RECORDS FOR THE EXERCISE:
>>>
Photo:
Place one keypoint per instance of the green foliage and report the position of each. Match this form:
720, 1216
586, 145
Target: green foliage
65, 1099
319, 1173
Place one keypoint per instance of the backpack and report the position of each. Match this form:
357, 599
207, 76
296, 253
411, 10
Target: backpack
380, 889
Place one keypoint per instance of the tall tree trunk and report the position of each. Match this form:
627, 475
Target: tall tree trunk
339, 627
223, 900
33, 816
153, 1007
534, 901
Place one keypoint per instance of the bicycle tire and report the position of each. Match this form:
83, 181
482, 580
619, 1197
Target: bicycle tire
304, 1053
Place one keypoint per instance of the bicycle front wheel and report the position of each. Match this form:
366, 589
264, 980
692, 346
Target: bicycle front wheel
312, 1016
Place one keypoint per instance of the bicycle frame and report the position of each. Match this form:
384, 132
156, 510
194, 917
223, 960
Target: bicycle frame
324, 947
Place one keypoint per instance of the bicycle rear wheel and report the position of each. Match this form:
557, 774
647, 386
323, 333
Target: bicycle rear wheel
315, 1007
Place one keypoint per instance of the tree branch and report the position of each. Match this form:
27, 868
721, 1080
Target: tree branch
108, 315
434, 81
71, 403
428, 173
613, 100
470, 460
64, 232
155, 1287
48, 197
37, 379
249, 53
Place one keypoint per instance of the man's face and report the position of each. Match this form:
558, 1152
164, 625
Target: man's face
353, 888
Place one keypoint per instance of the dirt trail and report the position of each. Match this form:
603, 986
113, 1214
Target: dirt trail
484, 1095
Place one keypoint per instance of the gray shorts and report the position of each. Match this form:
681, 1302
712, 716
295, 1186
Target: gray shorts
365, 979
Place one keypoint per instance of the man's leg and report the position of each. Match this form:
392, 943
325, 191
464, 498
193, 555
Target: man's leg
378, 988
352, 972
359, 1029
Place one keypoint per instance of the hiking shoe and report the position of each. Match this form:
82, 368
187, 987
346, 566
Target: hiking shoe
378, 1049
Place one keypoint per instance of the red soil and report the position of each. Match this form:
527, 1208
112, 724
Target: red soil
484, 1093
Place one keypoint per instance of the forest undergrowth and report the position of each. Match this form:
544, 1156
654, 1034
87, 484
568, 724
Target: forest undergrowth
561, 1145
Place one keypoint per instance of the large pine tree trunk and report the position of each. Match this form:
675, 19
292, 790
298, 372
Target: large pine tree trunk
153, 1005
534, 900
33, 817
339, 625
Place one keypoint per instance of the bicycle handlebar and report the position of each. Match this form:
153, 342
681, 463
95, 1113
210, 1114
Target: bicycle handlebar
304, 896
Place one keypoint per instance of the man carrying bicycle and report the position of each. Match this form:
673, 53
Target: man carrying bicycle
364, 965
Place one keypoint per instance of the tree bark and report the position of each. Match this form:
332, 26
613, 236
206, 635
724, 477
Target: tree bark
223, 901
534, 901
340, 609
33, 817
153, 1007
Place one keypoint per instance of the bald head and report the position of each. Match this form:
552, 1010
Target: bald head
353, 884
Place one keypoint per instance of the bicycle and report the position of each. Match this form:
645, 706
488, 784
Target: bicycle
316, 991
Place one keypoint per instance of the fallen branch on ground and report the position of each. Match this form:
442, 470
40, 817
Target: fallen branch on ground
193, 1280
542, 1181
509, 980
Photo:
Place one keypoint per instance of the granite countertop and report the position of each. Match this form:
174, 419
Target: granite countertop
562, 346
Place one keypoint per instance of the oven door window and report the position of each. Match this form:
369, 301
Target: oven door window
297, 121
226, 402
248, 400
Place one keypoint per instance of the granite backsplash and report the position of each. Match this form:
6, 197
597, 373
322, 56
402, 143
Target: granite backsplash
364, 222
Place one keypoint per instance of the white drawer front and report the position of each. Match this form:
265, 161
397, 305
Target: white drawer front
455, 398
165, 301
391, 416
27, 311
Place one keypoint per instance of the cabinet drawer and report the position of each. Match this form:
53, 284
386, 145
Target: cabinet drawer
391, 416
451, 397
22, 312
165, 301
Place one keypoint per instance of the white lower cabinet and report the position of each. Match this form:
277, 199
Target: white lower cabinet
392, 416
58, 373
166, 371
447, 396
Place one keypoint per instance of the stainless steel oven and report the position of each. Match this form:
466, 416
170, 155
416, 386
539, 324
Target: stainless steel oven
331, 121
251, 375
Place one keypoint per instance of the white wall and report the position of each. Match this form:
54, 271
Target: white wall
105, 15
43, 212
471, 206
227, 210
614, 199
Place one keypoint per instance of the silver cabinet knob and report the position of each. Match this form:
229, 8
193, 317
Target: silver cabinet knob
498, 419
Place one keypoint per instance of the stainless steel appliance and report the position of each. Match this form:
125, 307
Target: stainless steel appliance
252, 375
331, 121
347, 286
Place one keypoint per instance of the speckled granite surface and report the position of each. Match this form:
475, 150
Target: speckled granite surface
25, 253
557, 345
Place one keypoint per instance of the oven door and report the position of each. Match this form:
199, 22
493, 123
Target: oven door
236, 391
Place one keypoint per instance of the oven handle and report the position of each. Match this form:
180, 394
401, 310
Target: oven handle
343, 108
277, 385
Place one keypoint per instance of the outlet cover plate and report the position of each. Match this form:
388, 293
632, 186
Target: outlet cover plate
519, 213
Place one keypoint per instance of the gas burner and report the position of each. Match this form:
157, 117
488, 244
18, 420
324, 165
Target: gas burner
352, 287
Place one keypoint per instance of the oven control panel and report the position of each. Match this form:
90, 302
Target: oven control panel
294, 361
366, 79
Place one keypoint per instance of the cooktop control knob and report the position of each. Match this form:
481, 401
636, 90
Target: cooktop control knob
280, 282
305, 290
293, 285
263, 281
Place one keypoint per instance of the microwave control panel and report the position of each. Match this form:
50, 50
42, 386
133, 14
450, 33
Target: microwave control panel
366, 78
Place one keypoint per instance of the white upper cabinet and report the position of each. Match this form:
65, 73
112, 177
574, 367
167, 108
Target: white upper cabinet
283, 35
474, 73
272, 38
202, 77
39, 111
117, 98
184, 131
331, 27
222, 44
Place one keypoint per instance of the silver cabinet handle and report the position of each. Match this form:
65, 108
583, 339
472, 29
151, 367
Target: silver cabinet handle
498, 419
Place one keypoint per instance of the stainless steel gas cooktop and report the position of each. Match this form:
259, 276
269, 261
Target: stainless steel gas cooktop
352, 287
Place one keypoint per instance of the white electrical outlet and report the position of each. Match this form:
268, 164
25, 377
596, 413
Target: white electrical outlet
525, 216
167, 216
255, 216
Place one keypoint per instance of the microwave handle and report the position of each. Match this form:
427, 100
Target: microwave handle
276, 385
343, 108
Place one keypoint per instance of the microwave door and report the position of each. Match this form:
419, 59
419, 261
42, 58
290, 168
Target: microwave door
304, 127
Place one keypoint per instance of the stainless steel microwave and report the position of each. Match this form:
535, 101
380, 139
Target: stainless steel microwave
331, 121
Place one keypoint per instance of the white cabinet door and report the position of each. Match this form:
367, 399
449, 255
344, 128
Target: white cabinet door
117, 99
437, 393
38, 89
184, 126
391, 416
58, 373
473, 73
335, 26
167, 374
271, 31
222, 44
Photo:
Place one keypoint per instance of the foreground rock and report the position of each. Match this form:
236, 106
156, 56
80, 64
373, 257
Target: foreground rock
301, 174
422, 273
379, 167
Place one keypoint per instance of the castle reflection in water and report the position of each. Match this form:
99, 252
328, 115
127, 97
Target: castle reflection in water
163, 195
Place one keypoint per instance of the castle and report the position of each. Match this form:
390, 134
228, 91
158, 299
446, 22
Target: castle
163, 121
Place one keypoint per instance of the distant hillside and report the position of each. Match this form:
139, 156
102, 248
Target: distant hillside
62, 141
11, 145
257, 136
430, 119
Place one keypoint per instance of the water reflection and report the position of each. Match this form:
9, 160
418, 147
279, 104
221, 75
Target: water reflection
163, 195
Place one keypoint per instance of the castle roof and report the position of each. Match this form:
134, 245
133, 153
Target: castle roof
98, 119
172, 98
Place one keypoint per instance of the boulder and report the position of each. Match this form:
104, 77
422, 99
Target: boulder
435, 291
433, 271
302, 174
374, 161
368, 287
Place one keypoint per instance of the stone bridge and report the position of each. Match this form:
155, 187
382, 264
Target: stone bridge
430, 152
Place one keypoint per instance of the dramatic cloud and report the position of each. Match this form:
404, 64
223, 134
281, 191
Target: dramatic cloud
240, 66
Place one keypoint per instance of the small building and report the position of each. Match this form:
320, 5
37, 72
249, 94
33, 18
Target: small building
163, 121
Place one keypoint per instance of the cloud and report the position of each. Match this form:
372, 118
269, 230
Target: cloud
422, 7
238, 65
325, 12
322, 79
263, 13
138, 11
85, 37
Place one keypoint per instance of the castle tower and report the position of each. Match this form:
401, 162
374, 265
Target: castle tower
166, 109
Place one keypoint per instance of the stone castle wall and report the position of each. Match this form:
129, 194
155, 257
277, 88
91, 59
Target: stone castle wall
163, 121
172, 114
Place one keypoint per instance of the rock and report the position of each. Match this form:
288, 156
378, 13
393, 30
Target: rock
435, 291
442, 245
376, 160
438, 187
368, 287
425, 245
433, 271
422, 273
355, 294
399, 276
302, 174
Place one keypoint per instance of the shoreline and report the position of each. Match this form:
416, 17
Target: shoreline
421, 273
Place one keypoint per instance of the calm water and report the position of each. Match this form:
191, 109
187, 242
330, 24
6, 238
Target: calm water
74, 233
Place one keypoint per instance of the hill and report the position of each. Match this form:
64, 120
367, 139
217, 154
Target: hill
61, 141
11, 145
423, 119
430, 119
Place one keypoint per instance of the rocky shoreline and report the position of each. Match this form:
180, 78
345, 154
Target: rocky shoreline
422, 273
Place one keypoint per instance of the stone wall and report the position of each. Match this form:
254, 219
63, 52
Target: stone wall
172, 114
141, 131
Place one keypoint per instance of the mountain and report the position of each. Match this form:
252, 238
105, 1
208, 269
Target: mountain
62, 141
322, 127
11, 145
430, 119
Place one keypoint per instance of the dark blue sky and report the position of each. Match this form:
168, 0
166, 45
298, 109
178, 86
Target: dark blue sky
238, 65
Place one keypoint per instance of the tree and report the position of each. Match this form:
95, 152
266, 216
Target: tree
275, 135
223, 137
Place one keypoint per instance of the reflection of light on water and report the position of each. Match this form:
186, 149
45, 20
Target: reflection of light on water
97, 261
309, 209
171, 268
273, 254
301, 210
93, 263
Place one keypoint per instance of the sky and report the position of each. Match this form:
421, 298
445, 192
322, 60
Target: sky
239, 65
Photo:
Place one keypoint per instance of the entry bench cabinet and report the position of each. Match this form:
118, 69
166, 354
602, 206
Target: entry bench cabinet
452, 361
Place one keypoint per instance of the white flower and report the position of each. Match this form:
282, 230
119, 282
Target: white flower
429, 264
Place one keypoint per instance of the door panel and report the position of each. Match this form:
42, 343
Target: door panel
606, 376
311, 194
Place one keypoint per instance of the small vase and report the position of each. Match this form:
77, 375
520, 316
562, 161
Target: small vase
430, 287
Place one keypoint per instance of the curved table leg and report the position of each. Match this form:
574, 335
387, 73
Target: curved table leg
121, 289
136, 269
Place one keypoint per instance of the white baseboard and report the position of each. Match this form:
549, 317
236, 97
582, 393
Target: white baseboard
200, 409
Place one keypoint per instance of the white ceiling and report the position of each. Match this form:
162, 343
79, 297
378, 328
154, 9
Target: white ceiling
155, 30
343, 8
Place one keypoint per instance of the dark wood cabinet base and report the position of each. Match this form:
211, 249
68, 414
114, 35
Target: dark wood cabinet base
<<<
TASK INSTRUCTIONS: Repeat the line containing "Place one keypoint per instance of the mountain" and all subsequent lines through the final line of the data, exactly and with no others.

RIGHT ANSWER:
Place one keypoint per instance of the mountain and report the position of each. Match this form:
252, 238
105, 1
208, 269
Target: mountain
62, 141
322, 127
11, 145
430, 119
Place one keypoint per instance of the dark blue sky and report the position of each. Match this form:
168, 0
166, 45
298, 109
178, 86
Target: dark blue sky
238, 65
Place one keypoint per instance of the tree and report the position of each. Match this form:
95, 152
266, 216
Target: tree
275, 135
223, 137
Place one keypoint per instance of the reflection of light on water and report the position of each. Match this form:
186, 149
45, 20
Target: reflection of light on water
97, 261
309, 209
171, 268
273, 254
301, 210
93, 263
Place one keypoint per instance of the sky and report the position of each. Match this form:
421, 298
445, 192
322, 60
Target: sky
239, 65
Photo:
Place one keypoint per instance of the entry bench cabinet and report the position of each. Match this form:
118, 69
166, 354
602, 206
Target: entry bench cabinet
452, 361
Place one keypoint per instance of the white flower and report the position of each. Match this form:
282, 230
119, 282
Target: white flower
429, 264
Place one keypoint per instance of the door panel and report the position of each. Match this form:
42, 343
Target: door panel
606, 376
311, 194
Place one keypoint per instance of the small vase and report the position of each. Match this form:
77, 375
520, 316
562, 161
Target: small vase
430, 287
Place one keypoint per instance of the curved table leg and report the position of each. Match this form:
574, 335
387, 73
Target: curved table leg
121, 289
136, 269
Place one keypoint per instance of the white baseboard and report the position of each. Match this form:
549, 317
236, 97
582, 393
Target: white baseboard
200, 409
Place one keypoint per instance of the white ceiling and report the position of each. Match this form:
162, 343
79, 297
378, 328
154, 9
Target: white ceiling
155, 30
343, 8
Place one keypoint per instance of the dark wood cabinet base and report the position of each. Match this form:
211, 249
68, 414
114, 35
Target: dark wood cabinet base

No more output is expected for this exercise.